-- Data for processing follows --
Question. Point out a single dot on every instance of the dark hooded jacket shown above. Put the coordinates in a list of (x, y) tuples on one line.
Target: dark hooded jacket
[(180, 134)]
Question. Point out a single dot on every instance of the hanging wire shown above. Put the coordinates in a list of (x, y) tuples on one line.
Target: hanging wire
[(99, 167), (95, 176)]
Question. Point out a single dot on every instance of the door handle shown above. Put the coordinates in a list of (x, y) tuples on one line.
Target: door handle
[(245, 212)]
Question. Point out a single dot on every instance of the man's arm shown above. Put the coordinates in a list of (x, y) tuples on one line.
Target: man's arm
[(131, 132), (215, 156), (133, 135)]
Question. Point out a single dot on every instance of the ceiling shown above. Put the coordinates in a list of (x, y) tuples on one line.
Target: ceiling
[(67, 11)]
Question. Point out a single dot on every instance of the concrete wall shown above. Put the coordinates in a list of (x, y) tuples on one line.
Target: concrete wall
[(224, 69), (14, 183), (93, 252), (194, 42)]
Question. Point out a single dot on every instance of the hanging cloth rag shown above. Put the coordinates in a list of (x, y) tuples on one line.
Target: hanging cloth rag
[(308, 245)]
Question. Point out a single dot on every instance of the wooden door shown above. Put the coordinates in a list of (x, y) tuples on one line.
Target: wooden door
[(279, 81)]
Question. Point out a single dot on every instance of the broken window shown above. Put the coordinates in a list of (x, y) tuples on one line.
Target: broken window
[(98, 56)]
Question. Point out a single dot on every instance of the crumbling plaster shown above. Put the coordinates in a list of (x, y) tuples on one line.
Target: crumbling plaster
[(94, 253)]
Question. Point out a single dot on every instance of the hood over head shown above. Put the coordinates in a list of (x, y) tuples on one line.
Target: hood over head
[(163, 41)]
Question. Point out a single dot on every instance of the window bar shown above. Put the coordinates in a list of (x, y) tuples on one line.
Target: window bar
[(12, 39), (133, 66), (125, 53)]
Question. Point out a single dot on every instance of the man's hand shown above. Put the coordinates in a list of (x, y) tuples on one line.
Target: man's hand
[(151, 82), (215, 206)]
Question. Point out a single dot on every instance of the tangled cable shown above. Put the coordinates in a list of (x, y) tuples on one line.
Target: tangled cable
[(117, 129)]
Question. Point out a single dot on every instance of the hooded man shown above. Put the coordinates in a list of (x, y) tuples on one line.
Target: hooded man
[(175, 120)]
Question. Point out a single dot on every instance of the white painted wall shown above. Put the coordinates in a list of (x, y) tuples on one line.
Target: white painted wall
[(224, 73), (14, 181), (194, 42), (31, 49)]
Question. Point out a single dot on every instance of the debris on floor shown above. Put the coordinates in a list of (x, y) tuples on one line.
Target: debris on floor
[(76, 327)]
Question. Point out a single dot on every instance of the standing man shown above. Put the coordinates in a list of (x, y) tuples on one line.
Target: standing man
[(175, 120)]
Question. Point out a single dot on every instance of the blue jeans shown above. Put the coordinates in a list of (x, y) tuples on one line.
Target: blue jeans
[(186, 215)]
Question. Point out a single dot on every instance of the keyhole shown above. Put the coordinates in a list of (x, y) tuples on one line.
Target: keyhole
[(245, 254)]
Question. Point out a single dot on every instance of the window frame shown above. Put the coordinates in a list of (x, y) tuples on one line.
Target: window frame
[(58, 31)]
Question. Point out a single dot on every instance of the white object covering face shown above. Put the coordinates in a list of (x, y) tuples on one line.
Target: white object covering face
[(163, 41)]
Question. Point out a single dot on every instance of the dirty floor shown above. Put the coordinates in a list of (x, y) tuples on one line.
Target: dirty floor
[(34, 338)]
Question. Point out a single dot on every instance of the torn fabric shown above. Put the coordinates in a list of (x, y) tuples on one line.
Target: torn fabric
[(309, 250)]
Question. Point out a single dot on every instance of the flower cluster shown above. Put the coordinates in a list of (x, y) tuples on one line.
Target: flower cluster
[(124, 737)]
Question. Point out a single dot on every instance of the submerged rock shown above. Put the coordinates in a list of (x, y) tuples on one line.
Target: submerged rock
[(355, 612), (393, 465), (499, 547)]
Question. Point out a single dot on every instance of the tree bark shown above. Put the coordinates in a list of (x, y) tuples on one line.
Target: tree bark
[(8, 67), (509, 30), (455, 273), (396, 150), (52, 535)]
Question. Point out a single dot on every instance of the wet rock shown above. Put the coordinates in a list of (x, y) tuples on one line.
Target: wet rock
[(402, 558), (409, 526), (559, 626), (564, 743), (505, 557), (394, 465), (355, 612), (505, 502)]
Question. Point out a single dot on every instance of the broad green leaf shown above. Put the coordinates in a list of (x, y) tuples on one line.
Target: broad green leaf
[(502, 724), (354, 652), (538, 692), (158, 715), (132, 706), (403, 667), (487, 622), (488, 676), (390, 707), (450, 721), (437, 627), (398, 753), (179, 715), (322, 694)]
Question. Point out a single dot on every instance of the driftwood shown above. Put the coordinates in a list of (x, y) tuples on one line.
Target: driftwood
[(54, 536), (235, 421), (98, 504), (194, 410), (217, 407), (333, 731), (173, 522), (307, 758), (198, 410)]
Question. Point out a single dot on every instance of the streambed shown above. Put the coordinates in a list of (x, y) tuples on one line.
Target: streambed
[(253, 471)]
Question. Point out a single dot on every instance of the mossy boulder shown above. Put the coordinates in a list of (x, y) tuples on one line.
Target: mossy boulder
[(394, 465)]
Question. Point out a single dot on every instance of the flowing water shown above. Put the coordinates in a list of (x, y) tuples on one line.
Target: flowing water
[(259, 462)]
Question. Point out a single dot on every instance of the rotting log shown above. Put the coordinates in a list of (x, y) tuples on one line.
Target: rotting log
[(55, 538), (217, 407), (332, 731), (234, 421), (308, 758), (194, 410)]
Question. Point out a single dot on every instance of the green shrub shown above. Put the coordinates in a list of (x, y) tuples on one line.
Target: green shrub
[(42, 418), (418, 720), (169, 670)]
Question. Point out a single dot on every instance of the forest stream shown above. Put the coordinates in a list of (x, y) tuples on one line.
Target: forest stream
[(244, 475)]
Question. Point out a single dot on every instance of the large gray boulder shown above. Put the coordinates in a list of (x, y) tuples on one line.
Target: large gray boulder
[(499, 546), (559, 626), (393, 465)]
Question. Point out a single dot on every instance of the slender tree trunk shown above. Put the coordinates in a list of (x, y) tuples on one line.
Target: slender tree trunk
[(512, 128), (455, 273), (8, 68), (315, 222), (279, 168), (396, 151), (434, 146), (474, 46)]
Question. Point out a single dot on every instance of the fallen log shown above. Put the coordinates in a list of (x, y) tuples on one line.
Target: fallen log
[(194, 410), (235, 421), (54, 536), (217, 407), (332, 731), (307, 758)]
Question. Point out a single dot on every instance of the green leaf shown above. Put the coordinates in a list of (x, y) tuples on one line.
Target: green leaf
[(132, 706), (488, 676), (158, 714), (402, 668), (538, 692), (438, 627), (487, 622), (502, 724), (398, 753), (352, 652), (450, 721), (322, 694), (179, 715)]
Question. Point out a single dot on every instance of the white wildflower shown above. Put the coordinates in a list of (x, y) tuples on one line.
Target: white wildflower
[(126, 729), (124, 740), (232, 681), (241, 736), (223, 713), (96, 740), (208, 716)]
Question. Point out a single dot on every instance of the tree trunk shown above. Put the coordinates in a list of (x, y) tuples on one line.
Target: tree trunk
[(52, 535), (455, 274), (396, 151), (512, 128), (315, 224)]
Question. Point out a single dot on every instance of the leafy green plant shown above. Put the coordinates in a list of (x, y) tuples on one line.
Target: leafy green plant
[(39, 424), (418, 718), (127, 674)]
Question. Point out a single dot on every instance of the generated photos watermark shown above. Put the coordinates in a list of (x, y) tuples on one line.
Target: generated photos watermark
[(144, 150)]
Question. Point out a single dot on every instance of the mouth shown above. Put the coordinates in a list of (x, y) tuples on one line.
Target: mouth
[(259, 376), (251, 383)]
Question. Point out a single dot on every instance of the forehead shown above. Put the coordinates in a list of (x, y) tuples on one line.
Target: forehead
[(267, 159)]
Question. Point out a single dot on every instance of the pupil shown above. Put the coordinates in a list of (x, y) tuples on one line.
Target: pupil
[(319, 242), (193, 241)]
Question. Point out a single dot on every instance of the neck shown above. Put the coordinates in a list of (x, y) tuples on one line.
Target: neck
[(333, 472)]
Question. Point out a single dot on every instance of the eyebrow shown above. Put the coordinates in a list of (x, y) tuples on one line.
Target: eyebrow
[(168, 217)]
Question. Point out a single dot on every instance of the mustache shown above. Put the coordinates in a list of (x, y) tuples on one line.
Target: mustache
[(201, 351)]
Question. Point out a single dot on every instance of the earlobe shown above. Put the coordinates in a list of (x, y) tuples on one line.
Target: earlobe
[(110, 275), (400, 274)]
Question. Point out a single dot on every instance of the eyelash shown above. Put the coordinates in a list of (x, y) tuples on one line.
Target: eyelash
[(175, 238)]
-- Data for processing concluded --
## About this exercise
Restate word for word the entries above, starting at the line with "of the forest" and ending at the line with "the tree trunk", inclusive, and no others.

## Exercise result
Question. Point out a single dot on every instance of the forest stream shown above. Put the coordinates in a list of (x, y) tuples on one line.
Target: forest stream
[(244, 475)]
Question. Point out a single dot on every instance of the large gray boulder shown above. Put the coordinates in a list of (x, y) tuples on one line.
Target: large gray boulder
[(499, 546), (559, 626), (393, 465)]
Question. Point out a single dot on every instance of the slender tree trunk shown above. Put the coordinates in a list of (x, y) tuples on one line.
Target: slender tree trunk
[(512, 128), (455, 273), (8, 68), (315, 222), (279, 168), (396, 151), (434, 146), (474, 46)]
Question. Point out a single dot on every instance of the fallen log shown above. Put the coordinates in a list of (x, y) tuples on one line.
Target: fallen log
[(194, 410), (235, 421), (54, 536), (217, 407), (332, 731), (307, 758)]
Question. Point out a single dot on every instance of the green leaf shown above. Put the coordinates in a list of (x, y) tuples on one line.
Target: green leaf
[(132, 706), (488, 676), (158, 714), (402, 668), (538, 692), (438, 627), (487, 622), (502, 724), (398, 753), (352, 652), (450, 721), (322, 694), (179, 715)]
Question. Point out a single dot on every instance of the white wildflower shown above. Put the coordinates in a list of (x, y) tuples on one line.
Target: white wildflower
[(126, 729), (124, 740), (232, 681), (241, 736), (223, 713), (96, 740), (208, 716)]
Question. Point out a single dot on every instance of the tree trunk shown above. Put the coordinates in a list of (x, y) tuples on one line.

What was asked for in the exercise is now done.